++++ INPUT FOR THIS TASK
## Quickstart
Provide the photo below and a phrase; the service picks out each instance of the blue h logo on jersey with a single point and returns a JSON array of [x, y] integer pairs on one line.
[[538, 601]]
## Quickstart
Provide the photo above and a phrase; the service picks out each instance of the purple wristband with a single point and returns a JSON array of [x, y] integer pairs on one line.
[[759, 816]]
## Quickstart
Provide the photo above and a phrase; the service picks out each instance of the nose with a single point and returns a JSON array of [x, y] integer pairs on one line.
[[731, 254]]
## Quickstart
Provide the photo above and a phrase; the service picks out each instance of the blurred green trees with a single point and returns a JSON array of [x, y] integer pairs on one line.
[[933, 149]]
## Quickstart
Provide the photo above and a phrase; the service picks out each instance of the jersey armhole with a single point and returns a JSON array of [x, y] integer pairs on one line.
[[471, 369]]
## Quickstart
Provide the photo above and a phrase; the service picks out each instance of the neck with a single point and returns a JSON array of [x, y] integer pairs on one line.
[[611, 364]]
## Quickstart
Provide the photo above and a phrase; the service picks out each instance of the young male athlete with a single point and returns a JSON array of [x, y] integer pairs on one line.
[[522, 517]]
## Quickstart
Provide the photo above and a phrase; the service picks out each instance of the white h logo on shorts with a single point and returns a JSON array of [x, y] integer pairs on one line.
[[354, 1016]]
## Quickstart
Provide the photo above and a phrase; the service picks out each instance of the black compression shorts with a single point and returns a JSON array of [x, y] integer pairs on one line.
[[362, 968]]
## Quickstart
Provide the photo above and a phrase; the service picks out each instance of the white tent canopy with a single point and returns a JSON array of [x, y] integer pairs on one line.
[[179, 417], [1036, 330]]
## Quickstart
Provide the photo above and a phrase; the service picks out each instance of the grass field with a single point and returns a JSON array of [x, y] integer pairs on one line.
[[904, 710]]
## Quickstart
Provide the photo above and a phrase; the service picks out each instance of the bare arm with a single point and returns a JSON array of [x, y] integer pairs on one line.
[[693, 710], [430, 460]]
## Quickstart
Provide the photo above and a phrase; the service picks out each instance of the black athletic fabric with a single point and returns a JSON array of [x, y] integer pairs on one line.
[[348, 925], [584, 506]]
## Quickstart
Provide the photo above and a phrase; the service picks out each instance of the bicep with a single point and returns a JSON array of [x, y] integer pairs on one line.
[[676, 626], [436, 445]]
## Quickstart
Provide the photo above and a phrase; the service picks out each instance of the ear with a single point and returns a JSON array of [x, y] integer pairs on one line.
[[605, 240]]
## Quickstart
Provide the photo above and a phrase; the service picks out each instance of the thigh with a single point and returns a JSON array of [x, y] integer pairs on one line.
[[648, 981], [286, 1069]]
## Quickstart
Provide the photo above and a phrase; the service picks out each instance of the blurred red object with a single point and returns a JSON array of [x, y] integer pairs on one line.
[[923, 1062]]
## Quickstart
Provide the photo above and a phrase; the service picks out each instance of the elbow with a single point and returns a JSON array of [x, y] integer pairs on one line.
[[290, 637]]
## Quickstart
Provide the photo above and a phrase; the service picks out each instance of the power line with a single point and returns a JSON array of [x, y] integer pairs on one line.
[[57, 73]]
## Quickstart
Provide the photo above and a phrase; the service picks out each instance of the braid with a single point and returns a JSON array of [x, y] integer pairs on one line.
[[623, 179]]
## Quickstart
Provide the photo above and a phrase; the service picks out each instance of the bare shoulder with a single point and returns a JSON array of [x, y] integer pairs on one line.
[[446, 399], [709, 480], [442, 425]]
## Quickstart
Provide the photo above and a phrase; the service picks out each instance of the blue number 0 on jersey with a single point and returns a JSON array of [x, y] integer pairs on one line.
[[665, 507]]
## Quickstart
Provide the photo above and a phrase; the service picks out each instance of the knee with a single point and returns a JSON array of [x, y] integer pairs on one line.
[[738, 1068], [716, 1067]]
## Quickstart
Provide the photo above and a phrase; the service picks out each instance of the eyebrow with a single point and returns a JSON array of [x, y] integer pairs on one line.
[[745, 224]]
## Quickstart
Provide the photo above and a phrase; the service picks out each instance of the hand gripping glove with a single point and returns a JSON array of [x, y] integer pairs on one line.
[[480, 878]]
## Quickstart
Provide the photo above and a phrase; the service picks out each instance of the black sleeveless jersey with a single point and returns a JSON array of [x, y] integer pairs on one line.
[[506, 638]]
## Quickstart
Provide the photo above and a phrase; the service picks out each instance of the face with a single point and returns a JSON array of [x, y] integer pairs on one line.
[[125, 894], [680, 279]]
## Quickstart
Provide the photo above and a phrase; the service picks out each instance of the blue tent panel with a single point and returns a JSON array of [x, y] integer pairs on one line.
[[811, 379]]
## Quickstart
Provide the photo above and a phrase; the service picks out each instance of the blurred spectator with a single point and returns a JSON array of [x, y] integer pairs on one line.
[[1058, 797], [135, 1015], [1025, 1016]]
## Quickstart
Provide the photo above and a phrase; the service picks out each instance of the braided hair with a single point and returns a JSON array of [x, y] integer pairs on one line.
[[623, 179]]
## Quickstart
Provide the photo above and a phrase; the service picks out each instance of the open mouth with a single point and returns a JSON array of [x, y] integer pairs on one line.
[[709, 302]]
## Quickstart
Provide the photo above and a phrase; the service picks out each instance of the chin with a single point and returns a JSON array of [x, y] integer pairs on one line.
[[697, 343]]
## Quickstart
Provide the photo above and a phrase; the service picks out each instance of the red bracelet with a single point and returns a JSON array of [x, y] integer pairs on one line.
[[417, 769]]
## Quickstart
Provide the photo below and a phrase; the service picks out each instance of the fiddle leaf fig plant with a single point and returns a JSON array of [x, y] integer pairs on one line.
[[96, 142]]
++++++++
DIRECTIONS FOR THIS TASK: Repeat the whole listing above, word for word.

EXERCISE SOLUTION:
## Quickstart
Provide the photo below and a phrase; the service picks out each instance of the blue h logo on jersey with a single point and returns a JSON array of [x, y] integer pairs on one line.
[[538, 601]]
## Quickstart
Provide the photo above and a phrase; the service picks out each instance of the purple wristband with a single point and returns a JSON array of [x, y] integer pairs on one line.
[[759, 816]]
## Quickstart
Provide the photo above and a phrase; the service picks out each instance of the nose with a single point and returns a JSON array of [x, y] integer pairs on one line.
[[731, 254]]
## Quickstart
Provide the photo above and a phrase; the service picks out each instance of the blurred green trees with a single point and returns a JSON array of [x, y] integer pairs on one line.
[[933, 149]]
## Quickstart
Provide the photo above and a phrase; the service picks out each instance of the jersey armhole with a single point and returns a JSON array of [x, y] integer pairs on one line.
[[471, 369]]
## Quickstart
Provide the photo above and a phrase; the service picks out each instance of the neck with a single point and returns a JSON array of [x, y] integer pairs on one line.
[[611, 364]]
## Quickstart
Provide the photo above and a phrase; the service picks out each instance of the young male athlete with a single point and returns a JSON array of [x, y] integer pairs on one line.
[[522, 517]]
## Quickstart
Provide the photo above and a phrase; the service picks out each instance of the white h logo on shorts with a single point and returns a JSON array of [x, y] integer pairs on one line.
[[354, 1016]]
## Quickstart
Provide the photo above and a phrase; the service picks out each instance of the black compression shorts with a single point and returns a JSON array of [x, y] integer pairs on one line.
[[362, 968]]
## Quickstart
Provide the photo above and a phrase; the service picks out each instance of the white tent canopy with a single point and returns a JSON array of [x, y] integer pairs on one line.
[[179, 417], [1036, 330]]
## Quickstart
Provide the photo above and a phrase; the service picks out each instance of the grass field with a single point and returns a JSON array of [x, y] integer pairs on one line.
[[904, 710]]
## Quickstart
Provide the photo above and a phrase; the service picks out each instance of the bare arm with a single point and returns a JSON array of [x, y] integer pairs on one line.
[[693, 710], [430, 460]]
## Quickstart
Provide the photo above and a phrase; the service picks out each instance of the black athletic fabric with a single point and returns a JSON array of [x, y] integer pairs on one line.
[[348, 925], [584, 506]]
## Quickstart
Provide the photo above and a phrase; the service picks out each instance of the bicep with a single point and returns a JSON array of [x, y] integer pairs on one line.
[[676, 626], [436, 445]]
## Quickstart
Provide the photo above and a phrase; the service picks out each instance of the ear with a single point and returns a JSON array of [x, y] integer pairs on one line.
[[605, 240]]
## Quickstart
Provide the photo above and a phrase; the service picks out each instance of the thigh with a single point and returns a JSON array of [x, y] integer pairs on one line.
[[648, 981], [286, 1069]]
## Quickstart
Provide the photo above and a phrase; the service picks out each instance of the blurred red object with a single point and returns a JSON array of [x, y] integer pairs on one line.
[[923, 1062]]
## Quickstart
Provide the photo above and a phrase; the service picks out each instance of the elbow with a single point and returns a JSON array of [x, y] integer pairs on one line.
[[290, 637]]
## Quickstart
Provide the photo above and a phrase; the service picks out each instance of the power line with a single point and returns a JSON array of [x, y] integer pairs on one line.
[[57, 73]]
## Quickstart
Provide the photo above and a phrase; the service picks out each instance of the braid with a single point and returns a JSON array of [x, y] integer pairs on one line.
[[623, 179]]
## Quickstart
Provide the photo above and a phrase; the service picks out each instance of the bare shoulder with a single point and returns a JSON array of [x, y] integer pairs on one line.
[[446, 399], [709, 480], [442, 425]]
## Quickstart
Provide the photo above and a phrase; the service picks out each instance of the blue number 0 on jersey with a single point and returns a JSON array of [x, y] integer pairs on one line.
[[665, 507]]
## Quickstart
Provide the photo above and a phrase; the service picks out each instance of the knee with a single point and returns a JSON array of [x, y] integer pairs on one line.
[[738, 1068], [716, 1067]]
## Quickstart
Provide the photo above and a phrase; the service picks out each instance of the eyebrow with a single point and returns a JSON array of [x, y] integer pairs on one line.
[[745, 224]]
## Quickstart
Provide the photo above and a phrase; the service picks out each instance of the hand gripping glove with a single point and returns a JSON array of [x, y] integer pairs on one line.
[[480, 878]]
## Quickstart
Provide the photo above and a phrase; the service picks out each instance of the black sleeveless jersey with a single point and returns a JSON array of [x, y] integer pairs on one line.
[[506, 638]]
## Quickstart
Provide the photo above and a phrase; the service picks out each instance of the face with a single point and returns a JSON array of [x, y] integer pairs on one line.
[[125, 894], [680, 279]]
## Quickstart
Provide the photo above and a phrase; the service picks out each instance of the blue tent panel with a single point and returns a JSON array of [x, y] integer pairs on one line.
[[811, 379]]
## Quickstart
Provide the photo above and a phrase; the service picks out each instance of the blurred spectator with a single point and returns a JSON array of [x, y] integer pairs on one line.
[[1058, 797], [135, 1015], [1025, 1016]]
## Quickstart
Provide the photo above and a phrase; the service picks out each instance of the braided hair with a single point and returns a JSON array of [x, y] integer pairs on one line.
[[623, 179]]
## Quickstart
Provide the photo above and a phrase; the service picks out each instance of the open mouth with a single point and returns a JSON array of [x, y] integer pairs on one line.
[[709, 302]]
## Quickstart
Provide the photo above and a phrase; the service picks out each instance of the chin with a single point and returns a JSON array of [x, y] integer pairs on one line.
[[697, 343]]
## Quickstart
Provide the photo above and a phrase; the service picks out each instance of the red bracelet with a single point and returns a JSON array of [x, y] integer pairs on one line.
[[417, 769]]
## Quickstart
Provide the photo below and a phrase; the service picks out each instance of the fiddle leaf fig plant with a single point and returns a JSON array of [x, y] integer pairs on one line.
[[96, 142]]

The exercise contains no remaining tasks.